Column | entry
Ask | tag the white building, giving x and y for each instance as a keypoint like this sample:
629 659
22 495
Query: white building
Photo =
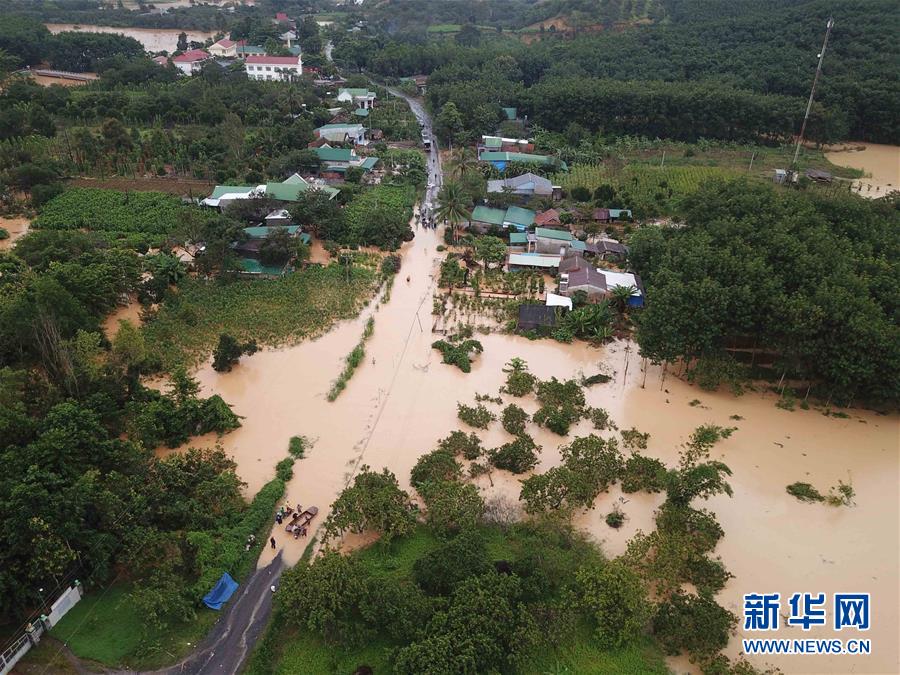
191 61
273 67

● What you will do:
Reproduce the rows above verbatim, omitting the picture from your answer.

● Answer to this task:
Column | entry
Ask | tag the white building, giving x and y for each instance as a keypoint like this sample:
629 659
22 495
Query: white building
Photo =
191 61
273 67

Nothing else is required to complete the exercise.